─── Extracted entries
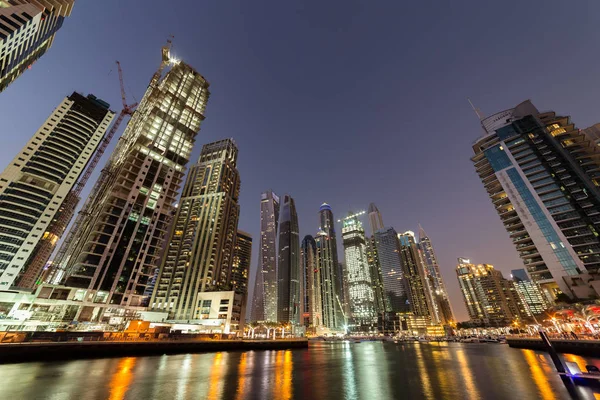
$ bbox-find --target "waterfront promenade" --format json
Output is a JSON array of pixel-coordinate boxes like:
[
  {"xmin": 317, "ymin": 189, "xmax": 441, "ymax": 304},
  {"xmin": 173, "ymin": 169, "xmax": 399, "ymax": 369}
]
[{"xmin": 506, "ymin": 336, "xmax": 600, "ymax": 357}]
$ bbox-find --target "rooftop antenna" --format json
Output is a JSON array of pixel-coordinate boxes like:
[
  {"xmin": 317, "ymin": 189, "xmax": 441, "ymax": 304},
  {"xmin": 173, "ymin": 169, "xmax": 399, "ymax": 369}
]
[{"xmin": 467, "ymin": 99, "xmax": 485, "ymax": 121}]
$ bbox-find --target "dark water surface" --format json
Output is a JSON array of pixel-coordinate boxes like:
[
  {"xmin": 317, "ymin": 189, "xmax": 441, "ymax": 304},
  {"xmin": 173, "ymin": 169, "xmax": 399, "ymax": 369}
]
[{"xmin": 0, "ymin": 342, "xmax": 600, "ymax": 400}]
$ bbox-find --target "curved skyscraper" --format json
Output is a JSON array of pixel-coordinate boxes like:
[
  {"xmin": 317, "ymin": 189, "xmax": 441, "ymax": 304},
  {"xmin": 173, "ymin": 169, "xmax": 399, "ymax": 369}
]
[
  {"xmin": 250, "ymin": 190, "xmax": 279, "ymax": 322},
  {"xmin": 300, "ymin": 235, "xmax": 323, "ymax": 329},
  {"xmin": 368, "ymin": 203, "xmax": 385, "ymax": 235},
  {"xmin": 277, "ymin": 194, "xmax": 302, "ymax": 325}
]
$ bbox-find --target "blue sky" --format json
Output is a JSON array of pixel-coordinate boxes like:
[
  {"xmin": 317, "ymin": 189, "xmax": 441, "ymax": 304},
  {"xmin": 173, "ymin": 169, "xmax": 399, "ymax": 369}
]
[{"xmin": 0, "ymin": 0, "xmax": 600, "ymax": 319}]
──────
What you should do -
From the items above, copy out every line that contains the string "target".

Final result -
$ bbox-find --target "waterfront promenade" --format json
$ bbox-find --target "rooftop antenna" --format json
$ bbox-find --target "dark water surface" --format json
$ bbox-find --target "curved skyscraper" --format json
$ bbox-find --target "blue sky" --format json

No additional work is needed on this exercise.